Problem to work on
Reproduce each of the following records line for line, with no changes.
^^^^^^^^
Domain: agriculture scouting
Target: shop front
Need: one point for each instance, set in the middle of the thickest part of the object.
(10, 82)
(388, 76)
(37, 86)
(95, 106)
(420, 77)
^^^^^^^^
Correct output
Domain: agriculture scouting
Target: shop front
Need: one point for each instance, set in the middle of the thickest part of the object.
(10, 82)
(388, 76)
(37, 86)
(95, 106)
(420, 77)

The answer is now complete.